**What the exercise asks:**
Copy out everything from the line containing "Locate one point per instance of the man in white" down to the line containing "[(151, 182)]", swapping in "canvas" wherever "leather" appears and leaving the rest as is.

· · · · · · ·

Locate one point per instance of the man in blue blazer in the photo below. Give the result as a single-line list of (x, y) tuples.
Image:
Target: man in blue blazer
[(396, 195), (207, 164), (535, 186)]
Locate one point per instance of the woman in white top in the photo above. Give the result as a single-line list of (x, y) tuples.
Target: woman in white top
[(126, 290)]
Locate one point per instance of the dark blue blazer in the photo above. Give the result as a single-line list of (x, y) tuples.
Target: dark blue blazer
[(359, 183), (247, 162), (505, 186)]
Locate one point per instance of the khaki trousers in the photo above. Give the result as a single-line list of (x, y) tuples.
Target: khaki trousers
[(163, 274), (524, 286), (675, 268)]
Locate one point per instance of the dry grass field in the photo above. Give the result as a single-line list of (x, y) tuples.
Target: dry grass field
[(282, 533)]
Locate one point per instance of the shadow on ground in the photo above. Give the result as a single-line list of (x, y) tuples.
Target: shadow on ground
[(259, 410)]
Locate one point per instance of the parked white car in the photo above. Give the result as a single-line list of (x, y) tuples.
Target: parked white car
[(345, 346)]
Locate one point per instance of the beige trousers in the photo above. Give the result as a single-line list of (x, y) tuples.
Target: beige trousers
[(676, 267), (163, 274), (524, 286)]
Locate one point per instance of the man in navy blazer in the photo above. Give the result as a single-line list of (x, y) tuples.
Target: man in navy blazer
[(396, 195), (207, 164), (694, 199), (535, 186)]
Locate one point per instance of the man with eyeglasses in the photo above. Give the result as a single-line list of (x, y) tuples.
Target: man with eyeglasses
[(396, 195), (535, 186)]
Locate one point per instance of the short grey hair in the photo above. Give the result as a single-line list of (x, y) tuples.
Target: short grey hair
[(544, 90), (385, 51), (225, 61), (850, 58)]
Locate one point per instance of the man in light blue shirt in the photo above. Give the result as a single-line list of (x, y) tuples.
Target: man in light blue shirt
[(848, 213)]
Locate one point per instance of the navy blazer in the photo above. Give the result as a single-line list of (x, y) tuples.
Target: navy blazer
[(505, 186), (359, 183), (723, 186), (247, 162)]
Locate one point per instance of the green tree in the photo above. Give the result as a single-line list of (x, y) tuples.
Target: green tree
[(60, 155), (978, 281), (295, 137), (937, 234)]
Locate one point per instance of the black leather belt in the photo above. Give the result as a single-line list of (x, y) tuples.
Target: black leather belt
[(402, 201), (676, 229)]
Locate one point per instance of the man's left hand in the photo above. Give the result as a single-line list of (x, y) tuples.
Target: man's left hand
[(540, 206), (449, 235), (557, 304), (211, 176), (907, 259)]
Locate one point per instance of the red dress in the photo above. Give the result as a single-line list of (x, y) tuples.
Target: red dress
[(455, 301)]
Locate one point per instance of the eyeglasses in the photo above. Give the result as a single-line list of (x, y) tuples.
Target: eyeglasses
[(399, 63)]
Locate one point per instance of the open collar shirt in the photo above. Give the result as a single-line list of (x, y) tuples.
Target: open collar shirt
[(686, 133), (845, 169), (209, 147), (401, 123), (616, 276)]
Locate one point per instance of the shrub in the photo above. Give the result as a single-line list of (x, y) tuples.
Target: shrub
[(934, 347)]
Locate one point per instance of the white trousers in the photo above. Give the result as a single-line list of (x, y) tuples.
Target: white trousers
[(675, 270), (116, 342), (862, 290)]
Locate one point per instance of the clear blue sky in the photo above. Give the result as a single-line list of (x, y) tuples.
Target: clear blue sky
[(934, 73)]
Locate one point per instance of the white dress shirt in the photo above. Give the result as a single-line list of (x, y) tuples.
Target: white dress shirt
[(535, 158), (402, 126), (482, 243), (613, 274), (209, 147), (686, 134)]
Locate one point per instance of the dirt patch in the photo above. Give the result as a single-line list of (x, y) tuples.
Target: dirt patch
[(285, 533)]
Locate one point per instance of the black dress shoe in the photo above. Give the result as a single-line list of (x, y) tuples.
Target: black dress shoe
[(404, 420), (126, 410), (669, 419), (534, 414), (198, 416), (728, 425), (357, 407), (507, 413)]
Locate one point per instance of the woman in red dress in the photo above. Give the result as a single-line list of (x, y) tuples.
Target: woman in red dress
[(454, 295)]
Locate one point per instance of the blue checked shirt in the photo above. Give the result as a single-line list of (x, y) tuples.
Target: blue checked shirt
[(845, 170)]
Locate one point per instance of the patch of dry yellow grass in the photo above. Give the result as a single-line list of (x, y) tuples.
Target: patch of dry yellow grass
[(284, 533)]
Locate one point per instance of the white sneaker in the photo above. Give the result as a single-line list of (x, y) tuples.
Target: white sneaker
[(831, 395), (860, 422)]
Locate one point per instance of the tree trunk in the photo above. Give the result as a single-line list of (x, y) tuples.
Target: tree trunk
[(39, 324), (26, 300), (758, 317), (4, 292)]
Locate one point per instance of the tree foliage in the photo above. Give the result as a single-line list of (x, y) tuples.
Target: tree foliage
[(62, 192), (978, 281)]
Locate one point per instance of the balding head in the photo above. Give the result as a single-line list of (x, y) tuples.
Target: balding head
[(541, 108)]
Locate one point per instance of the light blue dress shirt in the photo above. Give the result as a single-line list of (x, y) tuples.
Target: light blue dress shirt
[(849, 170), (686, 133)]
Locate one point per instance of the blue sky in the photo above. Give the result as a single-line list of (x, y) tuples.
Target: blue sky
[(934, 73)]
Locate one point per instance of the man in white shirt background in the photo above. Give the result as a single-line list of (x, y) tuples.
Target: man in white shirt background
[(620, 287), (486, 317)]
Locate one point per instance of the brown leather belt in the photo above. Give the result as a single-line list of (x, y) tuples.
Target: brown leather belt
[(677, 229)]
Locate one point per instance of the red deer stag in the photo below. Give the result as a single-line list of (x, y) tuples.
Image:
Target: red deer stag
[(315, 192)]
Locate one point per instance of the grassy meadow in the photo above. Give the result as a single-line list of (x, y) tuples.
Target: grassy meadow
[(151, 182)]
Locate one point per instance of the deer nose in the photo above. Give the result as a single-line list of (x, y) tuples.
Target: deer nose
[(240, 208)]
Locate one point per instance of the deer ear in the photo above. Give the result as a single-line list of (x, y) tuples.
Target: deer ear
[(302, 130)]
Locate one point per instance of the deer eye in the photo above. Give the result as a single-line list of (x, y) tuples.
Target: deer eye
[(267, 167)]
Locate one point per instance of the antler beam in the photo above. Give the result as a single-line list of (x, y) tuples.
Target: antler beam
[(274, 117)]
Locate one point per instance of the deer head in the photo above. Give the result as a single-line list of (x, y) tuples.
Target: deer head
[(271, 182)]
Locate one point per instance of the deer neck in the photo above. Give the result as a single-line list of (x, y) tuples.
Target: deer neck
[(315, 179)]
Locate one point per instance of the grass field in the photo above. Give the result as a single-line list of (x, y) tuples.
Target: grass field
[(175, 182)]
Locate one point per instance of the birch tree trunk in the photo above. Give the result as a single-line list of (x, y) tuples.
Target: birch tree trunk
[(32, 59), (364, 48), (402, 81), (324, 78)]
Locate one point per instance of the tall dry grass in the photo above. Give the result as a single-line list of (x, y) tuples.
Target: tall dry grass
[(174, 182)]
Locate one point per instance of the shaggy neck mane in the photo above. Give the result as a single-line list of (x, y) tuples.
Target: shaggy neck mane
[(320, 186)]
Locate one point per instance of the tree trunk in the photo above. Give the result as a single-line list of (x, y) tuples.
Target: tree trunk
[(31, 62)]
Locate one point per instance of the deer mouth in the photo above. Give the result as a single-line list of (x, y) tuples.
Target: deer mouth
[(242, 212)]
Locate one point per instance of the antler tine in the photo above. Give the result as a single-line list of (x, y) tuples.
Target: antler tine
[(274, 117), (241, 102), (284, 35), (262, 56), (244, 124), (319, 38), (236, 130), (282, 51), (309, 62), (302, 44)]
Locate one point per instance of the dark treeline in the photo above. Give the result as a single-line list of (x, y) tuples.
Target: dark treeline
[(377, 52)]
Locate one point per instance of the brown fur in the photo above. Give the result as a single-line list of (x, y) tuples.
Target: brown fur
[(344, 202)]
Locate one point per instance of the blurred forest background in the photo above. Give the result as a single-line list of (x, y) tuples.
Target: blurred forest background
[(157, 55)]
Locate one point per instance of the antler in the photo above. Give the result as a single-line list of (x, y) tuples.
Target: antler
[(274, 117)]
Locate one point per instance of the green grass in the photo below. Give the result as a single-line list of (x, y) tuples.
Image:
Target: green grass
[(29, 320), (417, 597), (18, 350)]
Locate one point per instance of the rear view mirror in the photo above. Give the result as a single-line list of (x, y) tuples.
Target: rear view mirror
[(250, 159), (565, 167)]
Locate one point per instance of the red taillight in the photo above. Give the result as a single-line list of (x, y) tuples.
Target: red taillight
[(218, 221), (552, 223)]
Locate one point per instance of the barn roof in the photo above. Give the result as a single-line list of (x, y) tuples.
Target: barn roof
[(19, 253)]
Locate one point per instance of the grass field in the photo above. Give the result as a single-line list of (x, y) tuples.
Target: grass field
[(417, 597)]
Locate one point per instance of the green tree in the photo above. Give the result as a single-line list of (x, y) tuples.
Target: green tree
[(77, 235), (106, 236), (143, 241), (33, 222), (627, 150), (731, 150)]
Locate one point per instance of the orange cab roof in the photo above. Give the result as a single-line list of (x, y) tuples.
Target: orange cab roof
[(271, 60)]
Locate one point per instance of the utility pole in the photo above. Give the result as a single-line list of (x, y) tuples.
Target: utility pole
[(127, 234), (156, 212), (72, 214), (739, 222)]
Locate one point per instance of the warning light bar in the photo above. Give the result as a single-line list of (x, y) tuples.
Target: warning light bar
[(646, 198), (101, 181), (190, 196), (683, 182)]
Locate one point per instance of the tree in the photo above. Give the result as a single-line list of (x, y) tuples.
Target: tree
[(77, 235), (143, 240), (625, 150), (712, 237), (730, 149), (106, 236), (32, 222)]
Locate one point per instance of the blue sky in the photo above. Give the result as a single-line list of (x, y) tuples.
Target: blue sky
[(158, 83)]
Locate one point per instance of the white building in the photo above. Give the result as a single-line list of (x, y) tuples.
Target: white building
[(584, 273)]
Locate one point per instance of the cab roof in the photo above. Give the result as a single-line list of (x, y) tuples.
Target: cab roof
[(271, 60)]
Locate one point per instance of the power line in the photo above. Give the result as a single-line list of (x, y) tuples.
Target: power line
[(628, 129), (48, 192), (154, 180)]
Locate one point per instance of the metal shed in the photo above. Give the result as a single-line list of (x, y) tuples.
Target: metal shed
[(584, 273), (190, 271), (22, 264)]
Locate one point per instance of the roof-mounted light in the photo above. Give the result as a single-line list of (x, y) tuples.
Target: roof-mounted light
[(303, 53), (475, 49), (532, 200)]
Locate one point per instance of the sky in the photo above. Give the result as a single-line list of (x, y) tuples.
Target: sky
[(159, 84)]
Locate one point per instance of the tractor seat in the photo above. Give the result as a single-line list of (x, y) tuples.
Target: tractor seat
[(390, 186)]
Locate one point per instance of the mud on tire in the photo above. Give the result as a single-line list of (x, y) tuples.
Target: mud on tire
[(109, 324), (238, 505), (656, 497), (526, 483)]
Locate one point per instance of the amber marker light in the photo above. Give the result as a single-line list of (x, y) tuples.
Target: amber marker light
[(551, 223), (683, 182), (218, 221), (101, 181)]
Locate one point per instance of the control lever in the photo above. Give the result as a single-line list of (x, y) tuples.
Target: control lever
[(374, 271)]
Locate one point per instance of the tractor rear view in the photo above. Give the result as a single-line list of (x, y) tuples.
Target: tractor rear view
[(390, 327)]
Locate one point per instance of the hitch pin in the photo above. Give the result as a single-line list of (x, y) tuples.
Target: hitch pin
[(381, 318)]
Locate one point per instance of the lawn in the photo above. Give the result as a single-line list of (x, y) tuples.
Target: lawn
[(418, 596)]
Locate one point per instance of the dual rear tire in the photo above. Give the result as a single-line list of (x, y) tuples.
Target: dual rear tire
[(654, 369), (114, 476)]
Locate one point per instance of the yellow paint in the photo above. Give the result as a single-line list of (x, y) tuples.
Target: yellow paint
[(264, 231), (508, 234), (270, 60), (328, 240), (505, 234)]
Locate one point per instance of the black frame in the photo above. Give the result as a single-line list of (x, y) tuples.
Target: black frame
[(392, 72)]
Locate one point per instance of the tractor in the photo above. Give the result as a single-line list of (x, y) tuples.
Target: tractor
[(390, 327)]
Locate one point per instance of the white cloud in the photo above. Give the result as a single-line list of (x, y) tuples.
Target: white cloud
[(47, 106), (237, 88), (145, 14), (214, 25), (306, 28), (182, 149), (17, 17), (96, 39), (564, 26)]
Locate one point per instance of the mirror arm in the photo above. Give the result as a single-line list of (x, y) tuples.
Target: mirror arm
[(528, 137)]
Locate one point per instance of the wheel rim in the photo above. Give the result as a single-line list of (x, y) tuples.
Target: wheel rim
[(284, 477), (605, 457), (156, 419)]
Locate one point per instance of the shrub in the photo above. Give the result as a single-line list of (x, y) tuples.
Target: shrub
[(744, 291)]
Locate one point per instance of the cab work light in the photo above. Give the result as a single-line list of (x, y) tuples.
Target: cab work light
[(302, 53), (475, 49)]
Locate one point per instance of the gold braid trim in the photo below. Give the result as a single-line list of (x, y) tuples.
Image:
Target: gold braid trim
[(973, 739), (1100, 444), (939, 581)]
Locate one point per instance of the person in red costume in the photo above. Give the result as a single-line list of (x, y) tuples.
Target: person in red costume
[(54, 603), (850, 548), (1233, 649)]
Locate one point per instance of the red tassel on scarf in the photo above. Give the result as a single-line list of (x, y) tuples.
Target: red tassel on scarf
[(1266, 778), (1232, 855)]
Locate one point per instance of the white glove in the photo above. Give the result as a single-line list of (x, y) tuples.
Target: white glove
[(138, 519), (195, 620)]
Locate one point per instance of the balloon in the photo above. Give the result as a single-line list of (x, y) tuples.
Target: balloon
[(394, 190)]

· · · · · · ·

**The solution:**
Locate one point per instance of the man in white shirt background in the photo above. Give the result as a single-line list of (x, y) tuples.
Target: man in white shirt background
[(620, 287), (486, 317)]
Locate one point per instance of the brown canvas belt in the photo above. Give the result as a single-line list of (x, y) tuples.
Target: brown canvas belt
[(677, 229)]
Locate one point per instance of the red deer stag in the photo below. Give the result as a single-line list of (x, y) tuples.
Image:
Target: red deer stag
[(315, 192)]
Locate one point per instance of the grassy meadow in the photo above. Give the result as a single-line list of (x, y) tuples.
Target: grassy meadow
[(151, 182)]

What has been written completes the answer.